• _WHAT IS NEEDED_:
In the passage about the Bonanza horses, whose horse did Richard Collins confirm died after the attack?

• _EXERCISE TEXT_:
--- START ---
The horses that the Cartwrights ride during the opening sequence of Bonanza have become embedded in fans’ minds as they tune in again and again.
With eyes closed, true fans could probably picture all four characters in their iconic wardrobes, saddled up atop four distinctly different horses: brown, red, black, and black-and-white.
The horses are so familiar, they’re characters themselves.
That’s why a shocking rumor that arose during the show’s second season caused some fans to feel their pulse race.
“Can this dreadful story I read be true — that all the horses the Cartwrights rode on TV’s Bonanza were shot and that Michael Landon offered a reward to find the guilty person?” Mrs. Charlene Boyles asked the Cincinnati Enquirer’s trivia column “Glad You Asked That!” in 1970.
“The incident your reader refers to occurred about nine years ago,” responded Richard Collins, a Bonanza producer who worked on more than 100 episodes.
He quickly clarified that none of the horses were shot. However, there was an attack and not all of them survived:
“The horses were not shot but mutilated, and as a result, Michael Landon’s horse did die,” Collins confirmed.
--- END ---
• _EXCERPTED RECORDS_:
--- START ---
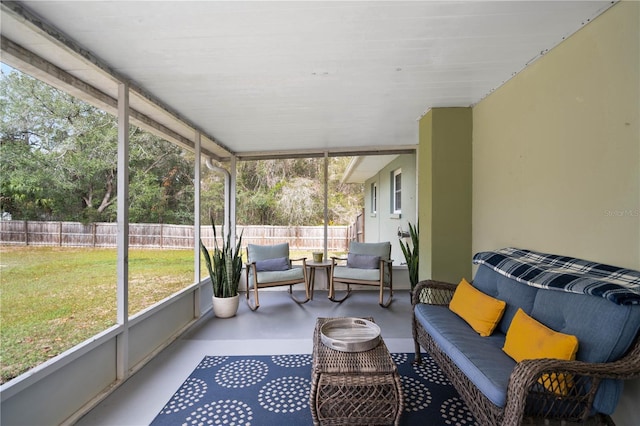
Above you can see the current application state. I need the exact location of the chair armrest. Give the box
[503,337,640,424]
[411,280,457,307]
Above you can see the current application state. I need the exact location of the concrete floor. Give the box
[77,290,414,426]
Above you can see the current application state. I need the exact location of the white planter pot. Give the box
[213,294,240,318]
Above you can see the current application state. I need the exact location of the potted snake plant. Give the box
[399,223,420,300]
[200,215,242,318]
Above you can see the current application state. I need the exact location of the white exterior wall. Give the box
[364,154,418,289]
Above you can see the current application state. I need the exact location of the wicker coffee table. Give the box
[309,318,404,425]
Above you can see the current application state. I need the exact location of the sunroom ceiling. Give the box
[1,0,612,159]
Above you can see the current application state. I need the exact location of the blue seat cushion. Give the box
[247,243,289,263]
[333,266,380,281]
[415,304,516,407]
[248,266,304,288]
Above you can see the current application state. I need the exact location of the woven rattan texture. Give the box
[412,280,640,426]
[310,318,403,425]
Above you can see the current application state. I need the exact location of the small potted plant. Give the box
[399,223,420,300]
[200,215,242,318]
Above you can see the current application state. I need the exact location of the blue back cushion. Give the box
[473,265,538,334]
[247,243,289,263]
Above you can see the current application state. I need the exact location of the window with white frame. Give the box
[371,182,378,214]
[391,169,402,214]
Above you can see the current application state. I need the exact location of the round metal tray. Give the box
[320,318,380,352]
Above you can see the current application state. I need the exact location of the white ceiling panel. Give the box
[2,0,612,158]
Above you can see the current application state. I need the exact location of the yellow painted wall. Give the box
[472,2,640,269]
[418,108,472,283]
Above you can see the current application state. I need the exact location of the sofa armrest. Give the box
[503,337,640,425]
[411,280,457,307]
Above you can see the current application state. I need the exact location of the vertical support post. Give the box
[324,151,329,259]
[116,83,129,380]
[228,155,238,242]
[193,132,202,318]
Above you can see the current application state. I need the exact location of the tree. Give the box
[0,66,193,223]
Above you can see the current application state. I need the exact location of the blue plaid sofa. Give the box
[412,248,640,425]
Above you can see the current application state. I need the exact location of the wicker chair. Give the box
[412,280,640,426]
[329,241,393,308]
[246,243,310,311]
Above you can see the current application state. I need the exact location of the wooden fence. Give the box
[0,220,349,251]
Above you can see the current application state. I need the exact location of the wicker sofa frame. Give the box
[412,280,640,426]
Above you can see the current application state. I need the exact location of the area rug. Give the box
[151,353,475,426]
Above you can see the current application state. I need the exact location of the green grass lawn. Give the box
[0,246,195,383]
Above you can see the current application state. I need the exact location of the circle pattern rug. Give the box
[151,353,476,426]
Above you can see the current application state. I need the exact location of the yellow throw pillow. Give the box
[449,278,507,337]
[503,309,578,395]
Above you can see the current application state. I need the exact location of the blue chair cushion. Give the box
[347,253,380,269]
[249,266,304,288]
[349,241,391,260]
[256,257,291,272]
[333,266,380,281]
[415,304,516,407]
[247,243,289,263]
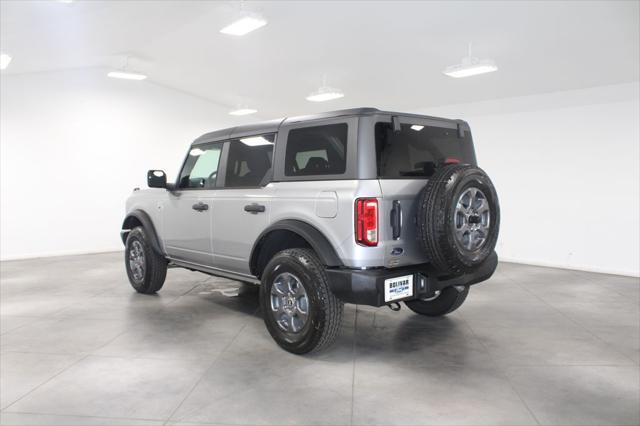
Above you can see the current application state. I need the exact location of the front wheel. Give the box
[124,226,167,294]
[405,287,469,317]
[260,249,344,354]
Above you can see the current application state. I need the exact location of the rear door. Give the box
[212,133,275,274]
[375,117,476,267]
[162,143,223,266]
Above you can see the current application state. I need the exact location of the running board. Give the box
[169,258,260,284]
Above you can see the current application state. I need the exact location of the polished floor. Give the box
[0,253,640,425]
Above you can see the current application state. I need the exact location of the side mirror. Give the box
[147,170,167,188]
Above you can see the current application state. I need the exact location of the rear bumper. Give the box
[326,252,498,306]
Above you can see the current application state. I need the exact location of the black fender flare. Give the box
[249,219,343,271]
[120,210,166,257]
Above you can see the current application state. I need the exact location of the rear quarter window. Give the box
[375,122,476,179]
[284,123,348,176]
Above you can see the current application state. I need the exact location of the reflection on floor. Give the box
[0,253,640,425]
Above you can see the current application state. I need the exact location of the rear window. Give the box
[284,123,348,176]
[375,123,476,179]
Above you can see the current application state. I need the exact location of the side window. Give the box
[225,134,275,188]
[179,144,222,189]
[284,123,348,176]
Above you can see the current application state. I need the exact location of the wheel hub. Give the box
[454,187,491,251]
[271,272,309,333]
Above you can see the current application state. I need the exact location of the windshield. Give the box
[376,123,476,179]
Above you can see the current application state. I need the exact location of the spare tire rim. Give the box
[129,241,145,281]
[271,272,309,333]
[453,187,491,251]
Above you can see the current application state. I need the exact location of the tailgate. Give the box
[378,178,428,268]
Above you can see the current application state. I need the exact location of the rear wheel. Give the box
[405,287,469,317]
[260,249,343,354]
[124,226,167,294]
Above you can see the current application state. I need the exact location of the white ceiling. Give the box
[0,1,640,117]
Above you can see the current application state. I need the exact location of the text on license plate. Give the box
[384,275,413,302]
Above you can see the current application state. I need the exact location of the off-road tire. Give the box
[260,248,344,354]
[416,164,500,275]
[124,226,168,294]
[404,287,469,317]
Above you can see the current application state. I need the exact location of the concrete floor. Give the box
[0,253,640,425]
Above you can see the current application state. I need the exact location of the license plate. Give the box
[384,275,413,302]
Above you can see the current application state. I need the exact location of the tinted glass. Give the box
[179,144,222,188]
[376,123,476,179]
[284,123,348,176]
[225,135,275,188]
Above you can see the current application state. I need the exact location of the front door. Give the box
[163,143,223,266]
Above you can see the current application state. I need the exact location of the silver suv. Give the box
[121,108,500,354]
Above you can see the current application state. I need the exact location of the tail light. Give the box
[356,198,378,246]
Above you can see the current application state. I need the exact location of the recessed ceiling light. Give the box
[240,136,273,146]
[0,53,12,70]
[107,71,147,80]
[442,43,498,78]
[220,13,267,36]
[306,76,344,102]
[229,108,258,115]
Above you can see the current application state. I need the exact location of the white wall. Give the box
[0,70,248,259]
[0,70,640,275]
[420,83,640,276]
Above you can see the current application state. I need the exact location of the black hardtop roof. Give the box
[193,107,464,144]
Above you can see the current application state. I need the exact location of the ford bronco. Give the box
[121,108,500,354]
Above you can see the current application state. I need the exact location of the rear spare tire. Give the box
[417,164,500,275]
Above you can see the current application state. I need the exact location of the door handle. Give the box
[191,201,209,212]
[244,203,265,214]
[391,200,402,240]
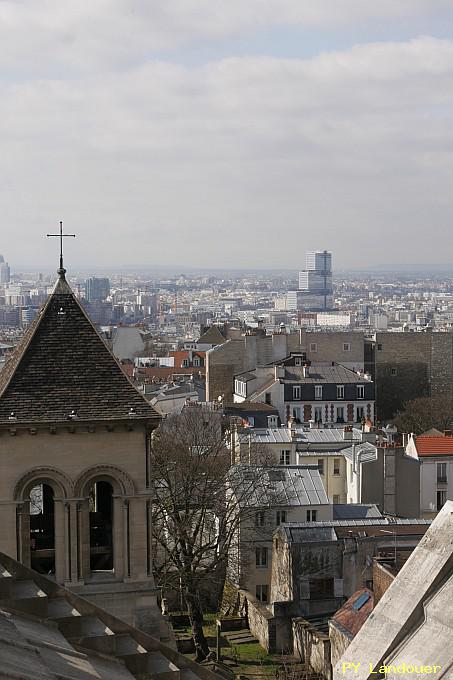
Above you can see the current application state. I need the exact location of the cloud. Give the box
[0,32,453,267]
[0,0,451,75]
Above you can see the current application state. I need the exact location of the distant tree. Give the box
[393,393,453,434]
[151,405,270,661]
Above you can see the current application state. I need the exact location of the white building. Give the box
[406,435,453,518]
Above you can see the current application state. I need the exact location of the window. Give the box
[280,449,291,464]
[310,578,335,600]
[255,548,267,567]
[436,463,447,484]
[437,491,447,510]
[256,583,268,602]
[337,406,344,423]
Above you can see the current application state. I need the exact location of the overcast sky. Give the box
[0,0,453,269]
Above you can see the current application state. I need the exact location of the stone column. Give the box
[77,498,91,580]
[64,498,81,586]
[112,496,126,579]
[16,501,31,567]
[54,498,68,583]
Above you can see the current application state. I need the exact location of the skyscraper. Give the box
[85,276,110,302]
[298,250,333,311]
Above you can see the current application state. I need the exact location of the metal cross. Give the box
[47,222,75,269]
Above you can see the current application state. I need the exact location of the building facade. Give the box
[0,269,159,629]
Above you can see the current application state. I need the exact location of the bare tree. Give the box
[393,393,453,434]
[151,405,274,660]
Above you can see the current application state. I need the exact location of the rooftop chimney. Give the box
[343,425,354,440]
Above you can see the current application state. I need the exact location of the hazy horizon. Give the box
[0,0,453,270]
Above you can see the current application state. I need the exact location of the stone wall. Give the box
[374,332,453,421]
[293,618,332,680]
[329,620,352,666]
[373,559,395,606]
[206,338,245,402]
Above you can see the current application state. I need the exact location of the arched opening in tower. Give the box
[30,484,55,575]
[89,481,113,572]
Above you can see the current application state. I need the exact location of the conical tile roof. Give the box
[0,270,159,423]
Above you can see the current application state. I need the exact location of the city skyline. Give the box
[0,0,453,269]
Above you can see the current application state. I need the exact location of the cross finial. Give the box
[47,222,75,276]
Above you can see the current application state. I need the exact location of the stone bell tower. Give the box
[0,262,159,632]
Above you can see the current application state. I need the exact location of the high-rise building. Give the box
[297,250,333,311]
[85,276,110,302]
[0,255,11,284]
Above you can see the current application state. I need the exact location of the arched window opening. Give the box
[89,481,113,572]
[30,484,55,575]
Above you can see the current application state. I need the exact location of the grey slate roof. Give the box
[0,553,221,680]
[239,427,293,444]
[296,427,361,444]
[279,517,431,543]
[285,364,370,385]
[341,442,377,463]
[0,272,159,424]
[333,503,382,519]
[229,465,329,508]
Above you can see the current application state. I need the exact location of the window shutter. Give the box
[299,581,310,600]
[333,578,343,597]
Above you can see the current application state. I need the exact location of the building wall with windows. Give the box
[298,452,348,503]
[228,465,333,602]
[406,435,453,518]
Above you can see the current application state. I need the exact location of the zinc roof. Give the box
[229,465,329,508]
[285,364,370,385]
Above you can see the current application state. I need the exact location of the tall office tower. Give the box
[297,250,333,311]
[0,255,10,284]
[85,276,110,302]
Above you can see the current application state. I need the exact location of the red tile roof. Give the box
[415,435,453,456]
[332,588,374,636]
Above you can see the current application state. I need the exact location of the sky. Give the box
[0,0,453,270]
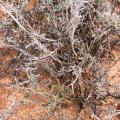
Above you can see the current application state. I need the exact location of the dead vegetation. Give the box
--- END ---
• _EXPECTED ANSWER_:
Michael Landon's horse died.